[START Input for this task]

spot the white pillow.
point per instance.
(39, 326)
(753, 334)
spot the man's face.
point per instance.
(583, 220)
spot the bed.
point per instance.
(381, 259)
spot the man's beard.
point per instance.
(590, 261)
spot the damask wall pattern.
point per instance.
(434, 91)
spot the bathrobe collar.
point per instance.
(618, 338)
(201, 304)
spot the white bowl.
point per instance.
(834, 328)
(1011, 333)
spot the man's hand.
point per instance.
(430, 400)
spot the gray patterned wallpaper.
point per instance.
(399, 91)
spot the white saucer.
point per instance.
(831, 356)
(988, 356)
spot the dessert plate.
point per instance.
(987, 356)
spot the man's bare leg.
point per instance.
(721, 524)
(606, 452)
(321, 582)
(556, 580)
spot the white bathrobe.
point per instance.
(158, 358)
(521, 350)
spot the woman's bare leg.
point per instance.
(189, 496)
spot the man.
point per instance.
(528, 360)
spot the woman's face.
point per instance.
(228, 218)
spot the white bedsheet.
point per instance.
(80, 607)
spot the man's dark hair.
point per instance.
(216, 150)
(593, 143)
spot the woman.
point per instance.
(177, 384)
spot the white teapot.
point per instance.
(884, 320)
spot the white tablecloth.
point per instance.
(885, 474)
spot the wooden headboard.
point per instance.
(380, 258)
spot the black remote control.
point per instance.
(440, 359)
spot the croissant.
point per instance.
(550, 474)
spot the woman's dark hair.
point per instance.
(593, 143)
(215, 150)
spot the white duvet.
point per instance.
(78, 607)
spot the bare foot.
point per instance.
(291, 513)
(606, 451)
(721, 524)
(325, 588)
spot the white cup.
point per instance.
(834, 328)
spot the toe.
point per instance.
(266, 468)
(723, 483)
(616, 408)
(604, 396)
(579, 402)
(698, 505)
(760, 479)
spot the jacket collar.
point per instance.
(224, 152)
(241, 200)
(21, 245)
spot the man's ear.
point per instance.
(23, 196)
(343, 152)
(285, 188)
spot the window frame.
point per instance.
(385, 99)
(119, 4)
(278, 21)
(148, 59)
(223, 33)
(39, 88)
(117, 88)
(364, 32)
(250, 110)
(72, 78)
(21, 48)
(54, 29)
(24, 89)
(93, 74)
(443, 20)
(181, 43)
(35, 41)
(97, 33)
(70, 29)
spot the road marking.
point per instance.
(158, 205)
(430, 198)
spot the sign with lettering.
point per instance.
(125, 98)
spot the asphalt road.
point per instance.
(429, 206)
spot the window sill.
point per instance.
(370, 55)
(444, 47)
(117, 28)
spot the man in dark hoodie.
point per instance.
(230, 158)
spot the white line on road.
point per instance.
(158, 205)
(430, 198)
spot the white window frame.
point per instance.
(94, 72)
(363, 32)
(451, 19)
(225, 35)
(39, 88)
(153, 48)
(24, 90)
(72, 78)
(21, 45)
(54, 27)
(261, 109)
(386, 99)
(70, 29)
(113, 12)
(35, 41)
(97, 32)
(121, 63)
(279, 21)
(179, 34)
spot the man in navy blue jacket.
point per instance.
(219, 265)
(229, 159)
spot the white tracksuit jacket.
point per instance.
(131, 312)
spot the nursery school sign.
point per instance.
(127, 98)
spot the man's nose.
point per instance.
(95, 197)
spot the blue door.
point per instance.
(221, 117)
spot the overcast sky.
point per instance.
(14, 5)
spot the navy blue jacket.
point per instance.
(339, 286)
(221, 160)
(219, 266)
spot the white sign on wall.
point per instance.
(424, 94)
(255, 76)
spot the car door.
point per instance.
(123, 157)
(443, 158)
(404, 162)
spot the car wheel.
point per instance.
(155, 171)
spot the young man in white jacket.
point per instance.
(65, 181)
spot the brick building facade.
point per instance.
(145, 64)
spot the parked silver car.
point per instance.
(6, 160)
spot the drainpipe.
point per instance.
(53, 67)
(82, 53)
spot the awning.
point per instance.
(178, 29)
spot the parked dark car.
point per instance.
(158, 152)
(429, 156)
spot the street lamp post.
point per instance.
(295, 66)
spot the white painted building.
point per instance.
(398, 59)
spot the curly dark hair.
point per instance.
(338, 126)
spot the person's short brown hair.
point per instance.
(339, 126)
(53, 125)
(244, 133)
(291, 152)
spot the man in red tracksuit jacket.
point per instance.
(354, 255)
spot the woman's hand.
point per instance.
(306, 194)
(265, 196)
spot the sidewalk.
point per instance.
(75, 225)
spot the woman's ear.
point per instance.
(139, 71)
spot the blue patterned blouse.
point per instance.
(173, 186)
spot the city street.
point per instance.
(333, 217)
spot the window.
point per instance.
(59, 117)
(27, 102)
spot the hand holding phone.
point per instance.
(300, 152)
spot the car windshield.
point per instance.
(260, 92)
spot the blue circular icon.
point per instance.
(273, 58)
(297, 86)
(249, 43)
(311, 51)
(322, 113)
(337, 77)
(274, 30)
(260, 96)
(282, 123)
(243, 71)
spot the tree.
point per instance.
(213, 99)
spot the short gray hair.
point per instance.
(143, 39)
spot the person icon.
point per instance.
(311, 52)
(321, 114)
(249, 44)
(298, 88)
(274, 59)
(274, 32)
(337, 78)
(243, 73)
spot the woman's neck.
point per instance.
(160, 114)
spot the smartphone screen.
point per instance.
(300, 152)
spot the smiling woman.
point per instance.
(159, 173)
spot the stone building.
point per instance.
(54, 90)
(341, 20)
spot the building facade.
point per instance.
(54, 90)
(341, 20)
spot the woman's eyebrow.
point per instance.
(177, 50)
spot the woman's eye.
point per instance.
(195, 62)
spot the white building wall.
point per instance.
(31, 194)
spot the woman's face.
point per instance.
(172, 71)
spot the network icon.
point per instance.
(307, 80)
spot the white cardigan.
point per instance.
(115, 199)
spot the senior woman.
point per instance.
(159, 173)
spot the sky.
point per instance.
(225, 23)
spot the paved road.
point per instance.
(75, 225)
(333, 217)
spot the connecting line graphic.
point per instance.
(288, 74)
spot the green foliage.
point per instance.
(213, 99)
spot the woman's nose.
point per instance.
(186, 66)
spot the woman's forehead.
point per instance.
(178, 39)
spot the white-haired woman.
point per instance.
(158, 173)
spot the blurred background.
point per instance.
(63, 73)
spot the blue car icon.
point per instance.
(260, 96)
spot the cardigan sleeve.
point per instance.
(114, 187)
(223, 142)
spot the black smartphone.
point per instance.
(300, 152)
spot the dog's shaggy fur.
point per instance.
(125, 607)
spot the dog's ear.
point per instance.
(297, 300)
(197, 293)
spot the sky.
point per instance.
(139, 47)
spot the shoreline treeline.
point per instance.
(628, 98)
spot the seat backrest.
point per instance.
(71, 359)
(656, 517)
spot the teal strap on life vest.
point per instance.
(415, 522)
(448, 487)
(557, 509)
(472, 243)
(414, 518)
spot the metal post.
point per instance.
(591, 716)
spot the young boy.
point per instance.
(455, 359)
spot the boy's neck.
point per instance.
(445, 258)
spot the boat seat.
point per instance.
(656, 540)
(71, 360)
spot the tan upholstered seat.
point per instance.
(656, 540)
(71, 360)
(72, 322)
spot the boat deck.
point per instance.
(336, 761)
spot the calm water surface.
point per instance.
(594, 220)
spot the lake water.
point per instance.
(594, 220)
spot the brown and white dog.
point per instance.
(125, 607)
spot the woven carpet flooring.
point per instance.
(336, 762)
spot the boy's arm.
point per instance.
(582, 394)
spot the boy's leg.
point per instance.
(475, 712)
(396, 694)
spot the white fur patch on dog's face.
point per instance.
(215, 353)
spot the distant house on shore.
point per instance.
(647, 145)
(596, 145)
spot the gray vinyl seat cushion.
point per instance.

[END Input for this task]

* **Task to complete**
Retype the records that precede this task, keeping them exactly the same.

* **Right answer**
spot the white pillow.
point per instance.
(39, 326)
(753, 334)
spot the man's face.
point per instance.
(583, 220)
spot the bed.
point per instance.
(381, 259)
spot the man's beard.
point per instance.
(590, 261)
spot the damask wall pattern.
point per instance.
(434, 91)
spot the bathrobe collar.
point per instance.
(618, 338)
(201, 304)
spot the white bowl.
point per instance.
(834, 328)
(1011, 333)
spot the man's hand.
point per instance.
(430, 400)
spot the gray patterned wallpaper.
point per instance.
(399, 91)
spot the white saucer.
point per instance.
(831, 356)
(988, 356)
spot the dessert plate.
point per instance.
(987, 356)
spot the man's bare leg.
point per instance.
(721, 524)
(606, 452)
(321, 582)
(556, 580)
spot the white bathrobe.
point per instance.
(158, 358)
(521, 350)
spot the woman's bare leg.
point per instance.
(189, 496)
spot the man.
point per instance.
(528, 360)
spot the woman's face.
point per instance.
(228, 218)
spot the white bedsheet.
point per instance.
(80, 607)
spot the man's dark hair.
point per instance.
(216, 150)
(593, 143)
spot the woman.
point per instance.
(177, 384)
spot the white teapot.
point per instance.
(884, 320)
spot the white tablecloth.
point per instance.
(885, 474)
spot the wooden headboard.
point per instance.
(380, 258)
spot the black remote control.
point per instance.
(440, 359)
spot the croissant.
point per instance.
(550, 474)
spot the woman's dark hair.
point per instance.
(593, 143)
(215, 150)
spot the white duvet.
point per instance.
(78, 607)
spot the bare foot.
point per instance.
(291, 513)
(606, 451)
(721, 524)
(325, 588)
spot the white cup.
point per instance.
(834, 328)
spot the toe.
point per instance.
(266, 468)
(723, 483)
(616, 408)
(604, 396)
(579, 402)
(698, 505)
(760, 479)
spot the jacket collar.
point per instance.
(224, 152)
(241, 200)
(21, 245)
spot the man's ear.
point per instance.
(23, 196)
(343, 152)
(285, 188)
spot the window frame.
point per instance.
(385, 99)
(119, 4)
(278, 21)
(148, 59)
(223, 33)
(39, 88)
(117, 88)
(364, 32)
(250, 110)
(72, 78)
(21, 48)
(54, 29)
(24, 89)
(93, 74)
(443, 20)
(181, 43)
(35, 41)
(97, 33)
(70, 29)
spot the road marking.
point per instance.
(158, 205)
(430, 198)
spot the sign with lettering.
point per instance.
(125, 98)
spot the asphalt road.
point per instance.
(429, 206)
spot the window sill.
point per instance.
(370, 55)
(444, 47)
(117, 28)
spot the man in dark hoodie.
point per instance.
(230, 158)
spot the white line on road.
point per instance.
(158, 205)
(430, 198)
spot the white window frame.
point per instance.
(94, 72)
(363, 32)
(451, 19)
(225, 35)
(39, 88)
(153, 48)
(24, 90)
(72, 78)
(21, 45)
(54, 27)
(261, 109)
(386, 99)
(70, 29)
(113, 12)
(35, 41)
(97, 32)
(121, 63)
(279, 21)
(179, 34)
spot the man in navy blue jacket.
point per instance.
(219, 265)
(229, 159)
spot the white tracksuit jacket.
point per instance.
(131, 312)
spot the nursery school sign.
point per instance.
(127, 98)
spot the man's nose.
point per instance.
(95, 197)
spot the blue door.
point per instance.
(221, 117)
spot the overcast sky.
point per instance.
(14, 5)
spot the navy blue jacket.
point per instance.
(339, 286)
(221, 160)
(219, 266)
spot the white sign on wall.
point per instance.
(424, 94)
(255, 76)
spot the car door.
point per instance.
(123, 157)
(443, 158)
(404, 162)
spot the car wheel.
point per instance.
(155, 171)
spot the young man in white jacket.
point per instance.
(65, 181)
spot the brick building facade.
point per instance.
(145, 64)
spot the parked silver car.
point per instance.
(6, 160)
spot the drainpipe.
point per instance.
(53, 67)
(82, 53)
spot the awning.
point per instance.
(178, 29)
spot the parked dark car.
point per instance.
(158, 152)
(429, 156)
spot the street lamp post.
point per instance.
(295, 66)
spot the white painted building.
point per instance.
(398, 59)
spot the curly dark hair.
point per instance.
(338, 126)
spot the person's short brown hair.
point per instance.
(339, 126)
(53, 125)
(244, 133)
(291, 152)
spot the man in red tracksuit jacket.
point per instance.
(354, 255)
spot the woman's hand.
point per instance.
(306, 194)
(265, 196)
spot the sidewalk.
point per instance.
(75, 225)
spot the woman's ear.
point per instance.
(139, 71)
spot the blue patterned blouse.
point per instance.
(173, 186)
spot the city street.
point per instance.
(333, 217)
spot the window.
point per instance.
(59, 117)
(27, 102)
spot the hand holding phone.
point per instance.
(300, 152)
spot the car windshield.
point per instance.
(260, 92)
spot the blue circular icon.
point per instance.
(273, 58)
(297, 86)
(249, 43)
(311, 51)
(322, 113)
(337, 77)
(274, 30)
(260, 96)
(282, 123)
(243, 71)
spot the tree.
point per instance.
(213, 99)
spot the short gray hair.
point per instance.
(143, 39)
spot the person icon.
point per instance.
(311, 52)
(321, 114)
(249, 44)
(298, 88)
(274, 59)
(274, 32)
(337, 78)
(243, 73)
spot the woman's neck.
point per instance.
(160, 114)
spot the smartphone screen.
point per instance.
(300, 152)
spot the smiling woman.
point per instance.
(159, 173)
spot the stone building.
point per instance.
(54, 90)
(341, 20)
spot the building facade.
point per instance.
(54, 90)
(341, 20)
spot the woman's eyebrow.
point per instance.
(177, 50)
spot the woman's eye.
point per instance.
(195, 62)
spot the white building wall.
point per instance.
(31, 194)
spot the woman's face.
point per instance.
(172, 71)
spot the network icon.
point per instance.
(307, 80)
spot the white cardigan.
point per instance.
(115, 199)
spot the senior woman.
point per instance.
(159, 173)
spot the sky.
point per instance.
(225, 23)
spot the paved road.
point per instance.
(75, 225)
(333, 217)
spot the connecting line graphic.
point per instance.
(288, 74)
spot the green foliage.
point per instance.
(213, 99)
spot the woman's nose.
point per instance.
(186, 66)
spot the woman's forehead.
point per instance.
(178, 39)
spot the white-haired woman.
point per instance.
(158, 173)
spot the blurred background.
point per instance.
(63, 73)
spot the blue car icon.
point per instance.
(260, 96)
spot the cardigan sleeve.
point per instance.
(114, 187)
(223, 142)
spot the black smartphone.
point per instance.
(300, 152)
spot the dog's shaggy fur.
point per instance.
(125, 607)
spot the dog's ear.
point per instance.
(297, 300)
(197, 293)
spot the sky.
point per instance.
(139, 47)
spot the shoreline treeline.
point per instance.
(628, 98)
spot the seat backrest.
point per instance.
(71, 359)
(656, 517)
spot the teal strap on life vest.
point per instance.
(415, 522)
(448, 487)
(557, 509)
(472, 243)
(414, 518)
spot the metal post.
point per instance.
(591, 716)
spot the young boy.
point per instance.
(455, 359)
spot the boy's neck.
point per instance.
(445, 258)
spot the boat seat.
point per instance.
(656, 540)
(71, 360)
spot the tan upholstered seat.
point per instance.
(656, 540)
(71, 360)
(72, 322)
spot the boat deck.
point per instance.
(336, 761)
spot the calm water surface.
point per instance.
(594, 220)
spot the lake water.
point per instance.
(594, 220)
spot the brown and white dog.
point per instance.
(125, 607)
spot the woven carpet flooring.
point per instance.
(336, 762)
spot the boy's arm.
point per instance.
(582, 394)
spot the boy's leg.
point per instance.
(475, 712)
(396, 694)
spot the white fur patch on dog's face.
point per instance.
(215, 353)
spot the distant house on shore.
point per instance.
(647, 145)
(596, 145)
spot the gray vinyl seat cushion.
point per instance.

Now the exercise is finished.